** begin RECORDS FOR PROCESSING **
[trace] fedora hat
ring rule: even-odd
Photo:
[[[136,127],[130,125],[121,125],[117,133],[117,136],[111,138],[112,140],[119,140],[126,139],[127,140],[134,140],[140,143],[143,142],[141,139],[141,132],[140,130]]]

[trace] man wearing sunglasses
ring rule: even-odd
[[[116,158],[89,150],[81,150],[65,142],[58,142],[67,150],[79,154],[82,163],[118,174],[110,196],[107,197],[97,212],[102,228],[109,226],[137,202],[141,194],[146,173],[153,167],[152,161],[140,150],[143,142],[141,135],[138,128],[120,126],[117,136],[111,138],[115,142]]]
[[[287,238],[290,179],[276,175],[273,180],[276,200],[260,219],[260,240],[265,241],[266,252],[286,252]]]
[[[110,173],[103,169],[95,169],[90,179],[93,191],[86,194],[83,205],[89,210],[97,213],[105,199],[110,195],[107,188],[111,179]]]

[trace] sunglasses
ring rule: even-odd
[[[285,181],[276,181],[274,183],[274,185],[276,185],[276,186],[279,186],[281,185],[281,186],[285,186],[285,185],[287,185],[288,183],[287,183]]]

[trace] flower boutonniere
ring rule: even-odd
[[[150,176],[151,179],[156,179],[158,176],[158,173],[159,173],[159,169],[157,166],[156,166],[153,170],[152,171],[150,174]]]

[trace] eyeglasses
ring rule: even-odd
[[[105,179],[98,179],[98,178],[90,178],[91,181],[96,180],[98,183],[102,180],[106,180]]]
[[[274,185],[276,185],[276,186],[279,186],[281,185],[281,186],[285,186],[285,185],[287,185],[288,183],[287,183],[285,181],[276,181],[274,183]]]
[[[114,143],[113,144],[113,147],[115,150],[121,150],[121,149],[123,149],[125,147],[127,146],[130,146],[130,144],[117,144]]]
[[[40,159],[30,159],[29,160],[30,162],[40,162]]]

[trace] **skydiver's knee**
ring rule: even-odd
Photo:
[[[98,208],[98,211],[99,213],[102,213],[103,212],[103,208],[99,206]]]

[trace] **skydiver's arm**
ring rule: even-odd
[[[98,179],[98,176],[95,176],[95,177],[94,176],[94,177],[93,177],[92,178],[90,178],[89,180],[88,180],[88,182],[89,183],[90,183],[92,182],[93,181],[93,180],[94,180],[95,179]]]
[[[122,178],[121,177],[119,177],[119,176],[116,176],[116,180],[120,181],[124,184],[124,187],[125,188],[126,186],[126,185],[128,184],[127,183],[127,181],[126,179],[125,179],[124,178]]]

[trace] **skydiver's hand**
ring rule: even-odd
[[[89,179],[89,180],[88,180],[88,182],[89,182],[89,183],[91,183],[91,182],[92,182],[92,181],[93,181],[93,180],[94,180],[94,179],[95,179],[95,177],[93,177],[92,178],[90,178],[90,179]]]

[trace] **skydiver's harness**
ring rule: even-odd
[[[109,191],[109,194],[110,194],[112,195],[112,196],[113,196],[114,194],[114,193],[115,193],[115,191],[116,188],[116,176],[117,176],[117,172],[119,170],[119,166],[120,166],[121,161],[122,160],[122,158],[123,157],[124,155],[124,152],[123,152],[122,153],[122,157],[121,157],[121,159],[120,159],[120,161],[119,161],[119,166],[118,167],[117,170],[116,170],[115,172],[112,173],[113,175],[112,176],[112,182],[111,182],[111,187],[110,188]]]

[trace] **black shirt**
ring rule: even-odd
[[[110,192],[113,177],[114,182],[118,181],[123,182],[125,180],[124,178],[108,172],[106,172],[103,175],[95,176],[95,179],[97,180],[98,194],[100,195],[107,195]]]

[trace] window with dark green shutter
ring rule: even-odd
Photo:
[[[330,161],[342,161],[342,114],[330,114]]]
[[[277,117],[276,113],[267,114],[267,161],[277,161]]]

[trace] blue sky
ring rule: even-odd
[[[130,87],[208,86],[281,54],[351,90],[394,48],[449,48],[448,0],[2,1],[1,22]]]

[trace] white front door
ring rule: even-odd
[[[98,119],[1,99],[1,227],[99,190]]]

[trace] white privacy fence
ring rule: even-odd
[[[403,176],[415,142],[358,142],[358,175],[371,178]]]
** end RECORDS FOR PROCESSING **
## YOUR GOAL
Substitute "dark top" for "black shirt" in the lines from the one with "[trace] **skydiver's harness**" up to and including the one with "[[[277,117],[276,113],[267,114],[267,161],[277,161]]]", and give those lines again with nothing else changed.

## ANSWER TO THE PROBLEM
[trace] **skydiver's harness**
ring rule: even-odd
[[[109,191],[109,194],[110,194],[112,195],[112,196],[113,196],[114,194],[114,193],[115,193],[115,191],[116,188],[116,176],[117,176],[117,172],[119,170],[119,166],[120,166],[121,161],[122,160],[122,158],[123,157],[124,155],[124,152],[123,152],[122,153],[122,157],[121,157],[121,159],[120,159],[120,161],[119,161],[119,166],[118,167],[117,170],[116,170],[115,172],[112,173],[113,175],[112,176],[112,182],[111,182],[111,187],[110,188]]]

[trace] **dark top**
ring rule: even-odd
[[[110,192],[113,177],[114,182],[118,181],[123,182],[125,180],[124,178],[108,172],[106,172],[103,175],[95,176],[95,179],[97,180],[98,194],[100,195],[107,195]]]

[trace] window with dark green shutter
ring rule: even-odd
Photo:
[[[330,161],[342,161],[342,114],[330,114]]]
[[[277,117],[276,113],[267,114],[267,161],[277,161]]]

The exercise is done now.